▶ _Task statement_: In the news report on MPs' meet-the-people sessions below, copy the part between "Taking Covid-19 in" and "at her MPS.", inclusive, changing "bad throat" to "sore throat".

------ Reading passage ------

These sessions had been mostly moved online during the Delta and Omicron waves in the interest of public health, though house visits had continued.

MPs seemed keen to finally get some face time with residents and volunteers, with some like Ms Yeo Wan Ling (Pasir Ris-Punggol GRC) restarting on Thursday itself her face-to-face meeting with the Community Club Management Committees at Punggol 21 Community Club.

"It was pretty awesome to discuss cool ideas, and clever execution methods in person, face to face, with my chairpersons from our various interest group committees!" she wrote on Facebook.

Manpower Minister Tan See Leng, Senior Minister of State for Sustainability and the Environment Amy Khor and Speaker Tan Chuan-Jin are among several MPs who will be restarting physical MPS sessions. Safe management measures will still be in place for people's safety, they said.

Taking Covid-19 in stride

Minister of State for Social and Family Development and Education Sun Xueling became the latest politician to test positive for Covid-19.

Announcing this on Monday (March 21), Ms Sun said she had come down with a bad throat and cough and did not manage to meet every resident who had arranged to meet her over Zoom at her MPS.

"But please rest assured that I will go over all the cases. And our volunteers were also on hand to attend to our residents," she wrote.

Her colleagues, including Ms Yeo, Minister of State for Manpower and Education Gan Siow Huang (Marymount), Ms Poh Li San (Sembawang GRC), and Parliamentary Secretary for Social and Family Development and Culture Community and Youth Eric Chua - who was himself down with Covid-19 last month - took to Facebook to wish her a speedy recovery.

------ Provided material ------

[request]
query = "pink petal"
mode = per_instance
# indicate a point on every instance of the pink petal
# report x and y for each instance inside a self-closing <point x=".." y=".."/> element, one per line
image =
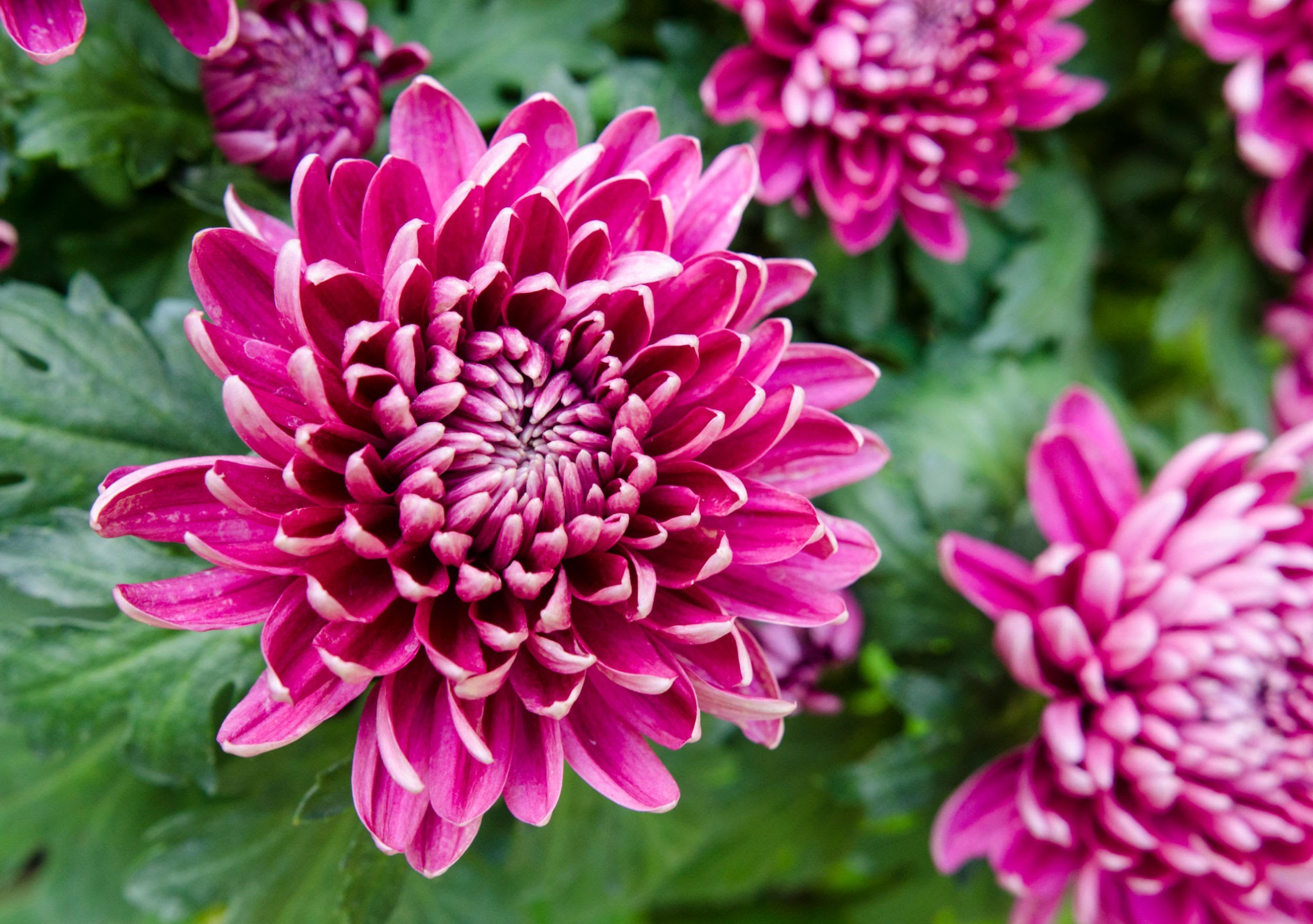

------

▶ _Exercise response_:
Taking Covid-19 in stride

Minister of State for Social and Family Development and Education Sun Xueling became the latest politician to test positive for Covid-19.

Announcing this on Monday (March 21), Ms Sun said she had come down with a sore throat and cough and did not manage to meet every resident who had arranged to meet her over Zoom at her MPS.